Passage to read:

An observatory network also will help scientists better evaluate local impacts from global issues including ocean acidification, and the sites off Newport and Gray’s Harbor are strategically positioned to provide monitoring of the Cascadia Subduction Zone, which has the potential to produce catastrophic earthquakes and tsunamis.

“The Oregon and southwest Washington coastal waters provide an ideal laboratory for learning how the ocean responds to variability in climate, whether it is natural or triggered by human activity,” said Mark Abbott, dean of OSU’s College of Oceanic and Atmospheric Sciences.

“This project will be transformative in that our ability to observe and monitor the ocean will be constant – 24 hours a day instead of the episodic nature of a week at sea here and there,” Abbott added.

The Ocean Observatories Initiative has been in the planning stages since the year 2000, after more than a decade of discussion within the oceanographic research community. The project is being led by Tim Cowles, an OSU oceanographer serving as director of the Ocean Observatories Initiative program office at the Consortium for Ocean Leadership.

Records shown:
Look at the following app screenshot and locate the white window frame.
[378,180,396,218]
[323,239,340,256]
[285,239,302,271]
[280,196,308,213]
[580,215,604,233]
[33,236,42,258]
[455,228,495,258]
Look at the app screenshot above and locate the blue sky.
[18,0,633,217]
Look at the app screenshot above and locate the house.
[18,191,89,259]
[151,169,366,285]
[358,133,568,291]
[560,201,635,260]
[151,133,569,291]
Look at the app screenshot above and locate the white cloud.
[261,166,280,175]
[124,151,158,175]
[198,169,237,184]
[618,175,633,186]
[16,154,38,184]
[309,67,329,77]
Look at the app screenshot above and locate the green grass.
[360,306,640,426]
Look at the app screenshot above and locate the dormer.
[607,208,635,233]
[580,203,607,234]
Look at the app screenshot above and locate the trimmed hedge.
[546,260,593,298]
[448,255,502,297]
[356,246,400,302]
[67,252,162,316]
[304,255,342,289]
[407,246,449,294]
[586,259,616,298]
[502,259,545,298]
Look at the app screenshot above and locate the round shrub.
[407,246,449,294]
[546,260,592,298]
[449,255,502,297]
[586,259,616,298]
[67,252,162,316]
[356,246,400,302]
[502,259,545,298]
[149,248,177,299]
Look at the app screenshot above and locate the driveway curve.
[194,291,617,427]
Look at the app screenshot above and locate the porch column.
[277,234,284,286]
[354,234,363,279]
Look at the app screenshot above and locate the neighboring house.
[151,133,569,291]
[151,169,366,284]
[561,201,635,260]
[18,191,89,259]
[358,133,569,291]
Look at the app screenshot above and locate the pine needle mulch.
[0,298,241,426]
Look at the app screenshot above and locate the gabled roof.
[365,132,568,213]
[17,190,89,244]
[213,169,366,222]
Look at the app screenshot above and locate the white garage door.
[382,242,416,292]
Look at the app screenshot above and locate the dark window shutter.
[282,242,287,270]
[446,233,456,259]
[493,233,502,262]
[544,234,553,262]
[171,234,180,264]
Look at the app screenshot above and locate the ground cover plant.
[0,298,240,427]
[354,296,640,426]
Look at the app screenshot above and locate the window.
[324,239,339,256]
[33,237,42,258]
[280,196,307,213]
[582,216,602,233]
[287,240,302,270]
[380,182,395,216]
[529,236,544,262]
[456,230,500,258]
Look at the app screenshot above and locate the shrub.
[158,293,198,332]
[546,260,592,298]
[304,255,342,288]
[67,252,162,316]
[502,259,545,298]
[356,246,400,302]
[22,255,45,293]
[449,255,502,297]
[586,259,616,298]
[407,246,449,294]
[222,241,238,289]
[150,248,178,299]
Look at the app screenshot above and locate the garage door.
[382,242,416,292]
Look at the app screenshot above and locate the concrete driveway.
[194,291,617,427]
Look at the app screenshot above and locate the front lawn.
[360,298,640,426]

Set problem A:
Rewrite the records as a Markdown table with the columns Row and Record line, numbering each row. Cover the lines from the one containing "Look at the app screenshot above and locate the concrete" through the last line of the records, skipping any blank lines.
Set problem B:
Extend the passage on the Ocean Observatories Initiative with a few sentences that follow its last one.
The records are unrelated to the passage on the Ocean Observatories Initiative.

Exercise output A:
| Row | Record line |
|---|---|
| 1 | Look at the app screenshot above and locate the concrete driveway. |
| 2 | [194,291,617,427] |
| 3 | Look at the app screenshot above and locate the front lawn. |
| 4 | [360,298,640,426] |

Exercise output B:
OSU’s role in the initiative focuses primarily on developing the six sites off Newport and Grays Harbor. Called the Endurance Array, the sites will be spread across the continental shelf at 25 meters, 80 meters and 500 meters on east-west lines from Newport and Grays Harbor.

The sites at 80 and 500 meters off Newport will be connected to a cabled observatory operated by the University of Washington that provides continuous high bandwidth and power to run a variety of oceanographic instruments, said Robert Collier, an OSU oceanographer and project manager for the Endurance Array.

“It will be like having underwater laboratories at each location,” Collier said. “One of the limitations of ocean research has been the lack of power and connectivity. That will no longer be a problem.”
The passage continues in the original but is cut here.